> **WRITTEN TASK**
Print each of the lines below word for word, and leave the pictures out.

[Location identification items]
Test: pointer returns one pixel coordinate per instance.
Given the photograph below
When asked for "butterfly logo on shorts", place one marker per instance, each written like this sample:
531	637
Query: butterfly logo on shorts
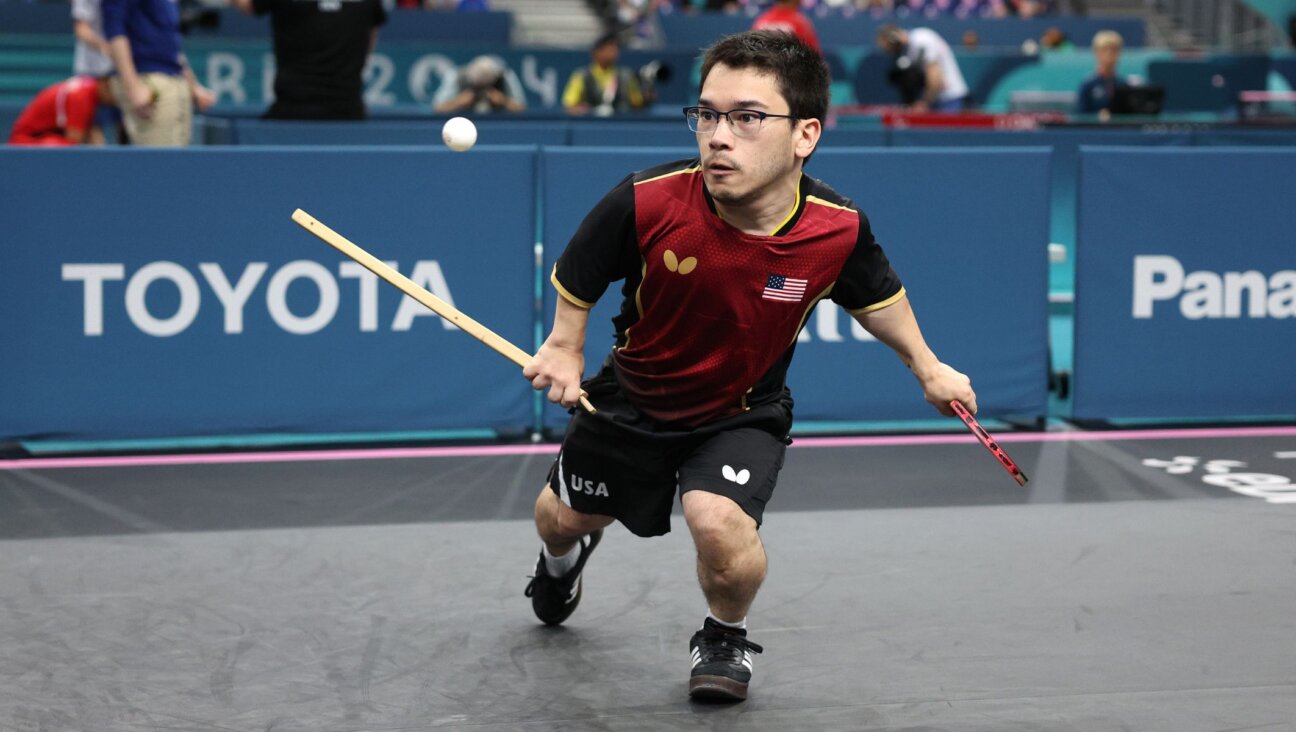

> **ANSWER BELOW**
Test: pointer returns one pixel coordinate per instance.
Given the photograph below
When asked for "butterfly logo on shorts", place one marker per instance, each written like this sample:
531	637
Query: butterfly logo on shorts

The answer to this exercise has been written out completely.